Goal of the exercise>
Count the lines in the data below that contain the string "chandelier", matching case exactly. Give only the number.

Working data>

+++

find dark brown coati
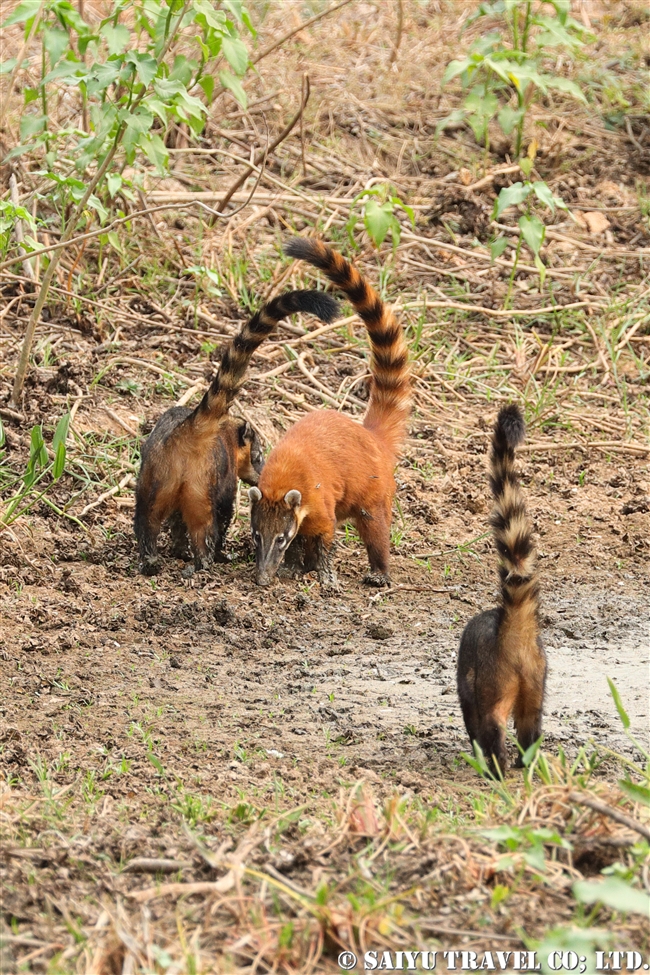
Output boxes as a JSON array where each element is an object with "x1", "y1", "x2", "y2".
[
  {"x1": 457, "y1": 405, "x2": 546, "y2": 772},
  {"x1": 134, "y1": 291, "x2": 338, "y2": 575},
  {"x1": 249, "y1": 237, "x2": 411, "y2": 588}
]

+++

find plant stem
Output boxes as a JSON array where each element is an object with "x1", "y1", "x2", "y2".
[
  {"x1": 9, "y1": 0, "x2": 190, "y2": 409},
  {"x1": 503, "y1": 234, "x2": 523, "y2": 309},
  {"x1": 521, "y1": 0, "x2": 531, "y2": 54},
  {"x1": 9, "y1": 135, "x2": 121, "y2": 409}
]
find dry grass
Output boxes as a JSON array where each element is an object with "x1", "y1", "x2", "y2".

+++

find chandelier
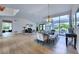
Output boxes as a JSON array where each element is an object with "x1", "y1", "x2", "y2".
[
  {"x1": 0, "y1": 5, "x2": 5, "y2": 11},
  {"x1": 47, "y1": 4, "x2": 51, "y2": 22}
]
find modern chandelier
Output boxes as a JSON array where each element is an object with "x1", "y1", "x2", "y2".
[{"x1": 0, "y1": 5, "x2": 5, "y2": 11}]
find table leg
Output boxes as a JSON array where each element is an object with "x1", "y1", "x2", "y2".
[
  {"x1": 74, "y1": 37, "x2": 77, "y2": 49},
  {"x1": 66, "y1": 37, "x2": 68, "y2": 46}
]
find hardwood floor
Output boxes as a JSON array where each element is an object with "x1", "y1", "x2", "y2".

+++

Solution for this task>
2